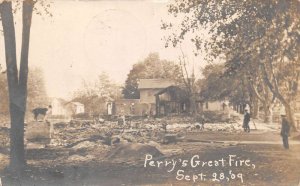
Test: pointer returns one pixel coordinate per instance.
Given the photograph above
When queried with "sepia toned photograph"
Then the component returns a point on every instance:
(149, 93)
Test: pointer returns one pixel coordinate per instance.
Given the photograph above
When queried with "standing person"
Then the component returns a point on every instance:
(246, 121)
(49, 112)
(285, 131)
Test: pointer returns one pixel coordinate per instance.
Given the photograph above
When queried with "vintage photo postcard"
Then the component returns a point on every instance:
(149, 92)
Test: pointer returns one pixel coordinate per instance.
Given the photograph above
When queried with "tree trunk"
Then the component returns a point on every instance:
(266, 112)
(193, 107)
(17, 85)
(290, 116)
(17, 153)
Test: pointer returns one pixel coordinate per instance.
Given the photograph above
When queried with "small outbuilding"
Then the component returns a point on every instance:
(171, 100)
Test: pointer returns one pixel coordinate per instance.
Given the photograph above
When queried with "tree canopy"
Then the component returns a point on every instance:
(152, 67)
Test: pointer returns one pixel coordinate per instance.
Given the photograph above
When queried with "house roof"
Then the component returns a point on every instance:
(176, 93)
(154, 83)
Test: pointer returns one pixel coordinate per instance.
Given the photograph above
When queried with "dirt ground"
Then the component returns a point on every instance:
(78, 165)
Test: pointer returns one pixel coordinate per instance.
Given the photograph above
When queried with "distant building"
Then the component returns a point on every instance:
(58, 107)
(75, 107)
(64, 109)
(149, 87)
(172, 100)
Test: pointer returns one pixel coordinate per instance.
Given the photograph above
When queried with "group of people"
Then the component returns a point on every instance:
(285, 127)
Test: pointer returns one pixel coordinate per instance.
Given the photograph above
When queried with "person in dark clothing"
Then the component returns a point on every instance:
(285, 131)
(246, 121)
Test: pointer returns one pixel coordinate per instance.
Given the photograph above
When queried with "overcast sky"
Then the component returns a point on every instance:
(84, 38)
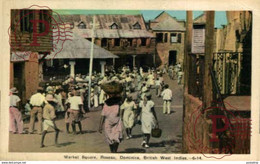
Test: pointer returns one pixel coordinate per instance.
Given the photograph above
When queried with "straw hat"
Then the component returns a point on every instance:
(49, 97)
(112, 87)
(14, 90)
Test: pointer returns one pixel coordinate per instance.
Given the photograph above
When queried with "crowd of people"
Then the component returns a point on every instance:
(129, 105)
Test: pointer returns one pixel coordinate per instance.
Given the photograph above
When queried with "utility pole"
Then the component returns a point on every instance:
(209, 46)
(91, 61)
(187, 48)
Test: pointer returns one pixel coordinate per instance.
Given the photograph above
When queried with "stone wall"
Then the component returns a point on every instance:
(195, 143)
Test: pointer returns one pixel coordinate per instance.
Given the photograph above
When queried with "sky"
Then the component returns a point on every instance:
(220, 16)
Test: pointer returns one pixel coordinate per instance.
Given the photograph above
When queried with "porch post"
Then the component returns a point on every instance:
(134, 60)
(102, 63)
(72, 68)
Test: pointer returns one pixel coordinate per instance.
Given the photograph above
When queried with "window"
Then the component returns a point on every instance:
(89, 39)
(137, 26)
(143, 41)
(104, 42)
(26, 16)
(166, 37)
(117, 42)
(130, 42)
(43, 16)
(114, 26)
(179, 38)
(82, 25)
(123, 19)
(159, 37)
(173, 37)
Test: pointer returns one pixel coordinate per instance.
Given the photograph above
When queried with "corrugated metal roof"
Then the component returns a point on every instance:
(125, 22)
(200, 19)
(103, 30)
(104, 33)
(78, 48)
(169, 24)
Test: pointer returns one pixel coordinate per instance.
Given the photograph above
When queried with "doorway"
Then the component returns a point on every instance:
(172, 57)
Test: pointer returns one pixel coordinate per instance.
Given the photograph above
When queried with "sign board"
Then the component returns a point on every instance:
(198, 39)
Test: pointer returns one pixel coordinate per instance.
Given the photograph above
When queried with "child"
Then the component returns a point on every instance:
(49, 116)
(128, 115)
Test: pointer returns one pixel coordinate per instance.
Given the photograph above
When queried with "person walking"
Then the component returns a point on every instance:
(49, 116)
(167, 98)
(75, 106)
(16, 121)
(110, 116)
(128, 115)
(37, 102)
(158, 86)
(148, 119)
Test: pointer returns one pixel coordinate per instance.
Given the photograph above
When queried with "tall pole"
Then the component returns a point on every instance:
(187, 50)
(209, 46)
(91, 61)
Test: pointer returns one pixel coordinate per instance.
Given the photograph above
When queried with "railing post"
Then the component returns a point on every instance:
(209, 47)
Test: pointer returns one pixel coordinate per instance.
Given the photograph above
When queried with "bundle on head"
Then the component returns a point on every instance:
(112, 87)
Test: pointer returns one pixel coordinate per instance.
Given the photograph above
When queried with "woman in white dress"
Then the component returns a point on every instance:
(148, 118)
(128, 115)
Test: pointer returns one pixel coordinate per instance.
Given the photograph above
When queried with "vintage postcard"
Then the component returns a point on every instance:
(115, 80)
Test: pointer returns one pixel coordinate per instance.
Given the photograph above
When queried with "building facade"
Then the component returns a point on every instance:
(26, 47)
(124, 35)
(169, 33)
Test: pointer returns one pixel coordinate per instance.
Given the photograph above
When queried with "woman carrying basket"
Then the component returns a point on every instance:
(110, 116)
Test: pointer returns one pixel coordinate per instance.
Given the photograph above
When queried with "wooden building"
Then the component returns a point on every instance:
(214, 84)
(124, 35)
(169, 34)
(26, 47)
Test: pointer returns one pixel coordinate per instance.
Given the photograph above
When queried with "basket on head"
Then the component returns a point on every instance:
(112, 87)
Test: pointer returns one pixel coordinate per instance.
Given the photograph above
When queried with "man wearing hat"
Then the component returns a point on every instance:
(167, 98)
(37, 102)
(49, 116)
(15, 114)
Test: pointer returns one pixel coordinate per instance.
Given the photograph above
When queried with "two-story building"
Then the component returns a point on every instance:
(169, 34)
(26, 45)
(124, 35)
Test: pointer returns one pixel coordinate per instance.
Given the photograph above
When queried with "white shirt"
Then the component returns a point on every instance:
(167, 94)
(14, 99)
(37, 99)
(75, 101)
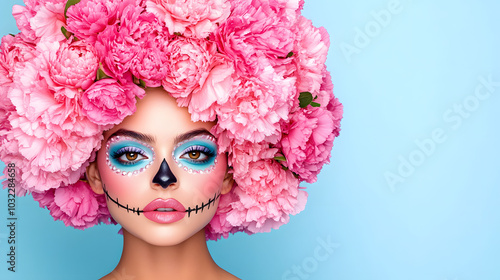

- Task goal -
Pull out every line in the entries above that contains the string "pole". Matching is case-sensitive.

- Solution to this exercise -
When queried with "utility pole"
When queried with "tall pole"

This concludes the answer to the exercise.